* TASK TO CARRY OUT *
Make an exact copy of all the records.

* EXERCISE MATERIAL *
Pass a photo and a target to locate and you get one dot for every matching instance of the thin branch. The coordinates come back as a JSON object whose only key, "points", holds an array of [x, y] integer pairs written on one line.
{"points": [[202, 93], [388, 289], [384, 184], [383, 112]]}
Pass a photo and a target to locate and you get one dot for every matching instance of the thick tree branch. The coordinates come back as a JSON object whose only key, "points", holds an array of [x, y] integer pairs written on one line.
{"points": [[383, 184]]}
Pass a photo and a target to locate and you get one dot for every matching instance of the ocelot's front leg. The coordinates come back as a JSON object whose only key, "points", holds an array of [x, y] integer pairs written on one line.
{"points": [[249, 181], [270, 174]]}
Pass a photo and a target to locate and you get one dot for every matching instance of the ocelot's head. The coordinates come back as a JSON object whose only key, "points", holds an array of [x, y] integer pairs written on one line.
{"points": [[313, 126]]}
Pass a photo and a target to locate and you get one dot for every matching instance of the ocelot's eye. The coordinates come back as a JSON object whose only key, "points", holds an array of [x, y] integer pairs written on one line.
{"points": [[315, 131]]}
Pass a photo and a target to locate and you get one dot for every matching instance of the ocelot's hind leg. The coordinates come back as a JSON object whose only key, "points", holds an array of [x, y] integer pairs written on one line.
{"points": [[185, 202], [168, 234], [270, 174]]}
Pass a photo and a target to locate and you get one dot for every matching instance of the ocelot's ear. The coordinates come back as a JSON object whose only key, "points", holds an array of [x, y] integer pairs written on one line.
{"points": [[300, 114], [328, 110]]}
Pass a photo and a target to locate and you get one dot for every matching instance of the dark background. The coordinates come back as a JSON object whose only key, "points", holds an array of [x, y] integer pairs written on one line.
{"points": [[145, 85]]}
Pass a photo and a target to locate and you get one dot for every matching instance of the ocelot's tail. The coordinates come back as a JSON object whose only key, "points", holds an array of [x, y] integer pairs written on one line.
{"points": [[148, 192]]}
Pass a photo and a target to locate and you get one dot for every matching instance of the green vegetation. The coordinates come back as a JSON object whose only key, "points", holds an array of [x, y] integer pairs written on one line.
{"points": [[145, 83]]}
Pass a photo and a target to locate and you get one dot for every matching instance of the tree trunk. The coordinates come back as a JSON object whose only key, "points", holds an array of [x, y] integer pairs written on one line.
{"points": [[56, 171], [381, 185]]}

* EXERCISE RESPONSE *
Pass a photo and a target to locate and you get one dot for every matching instance of the thin branch. The coordinates come back as a JSON object whose only key, "points", holds an array of [x, y] integer pairs written on one line.
{"points": [[202, 93], [388, 289], [384, 184], [383, 112]]}
Pass a photo and a target to locate and you get one dot for every matching instance of the thick tree branch. The coordinates come back as a JSON object whose only key, "points", holds an array of [x, y] integer pairs written on one line.
{"points": [[383, 184]]}
Pass a photo and a target to locate and you get one dot for every matching instance of the ocelot's front leg. The coordinates come back as a JSON object whose only key, "points", holds an array of [x, y] integer pairs written on one line.
{"points": [[249, 181], [270, 174]]}
Pass a photo and a target to locate and you get one dot for every matching instance of the ocelot's head. The coordinates come back as a JSON object whose only key, "points", holds an array of [x, y] integer pairs written on one line.
{"points": [[313, 126]]}
Pass a photo and a target to locate and you get one dot for every matching instance of the ocelot's eye. The coordinates come back as a JSON object whose only key, "points", holds an array of [x, y] integer pairs written on one line.
{"points": [[315, 131]]}
Pass a photo and a target to locate and you get one dot for every matching instance of the ocelot's hind leg. The coordinates come back as a JSON object whose only key, "points", holds an array of [x, y] integer pairs written on one line.
{"points": [[185, 202], [168, 234], [270, 174]]}
Pass a photo and a target to locate and you get one dot for every matching instance of the ocelot's ear. The coordinates come back as a JSON object whose only key, "points", holds an array of [x, y] integer pairs written on one line.
{"points": [[300, 114], [328, 110]]}
Pass a photo and a target to locate and you get one dot for every matching instance of the dark background. The coordinates come back as a JSON object whose only key, "points", holds an array of [x, y] integer pairs written on one line.
{"points": [[145, 85]]}
Pass a photo and a target to locate and you get one dot for every matching instance of the ocelot's tail. The coordinates come back as a JSON object whose only key, "points", holds an array of [x, y] integer pairs written on one line.
{"points": [[148, 192]]}
Pass a photo and a target to locate and you get one dot for every matching instance of the green vegetation. The coordinates come back as a JSON object whose only key, "points", holds an array of [x, y] integer pairs written on one line.
{"points": [[145, 83]]}
Pass a photo and a target to locate and you get one dot for every matching instance of the tree trunk. The coordinates come back as a JSON object whose only key, "points", holds an array of [x, y] integer pairs written on one line.
{"points": [[56, 171], [381, 185]]}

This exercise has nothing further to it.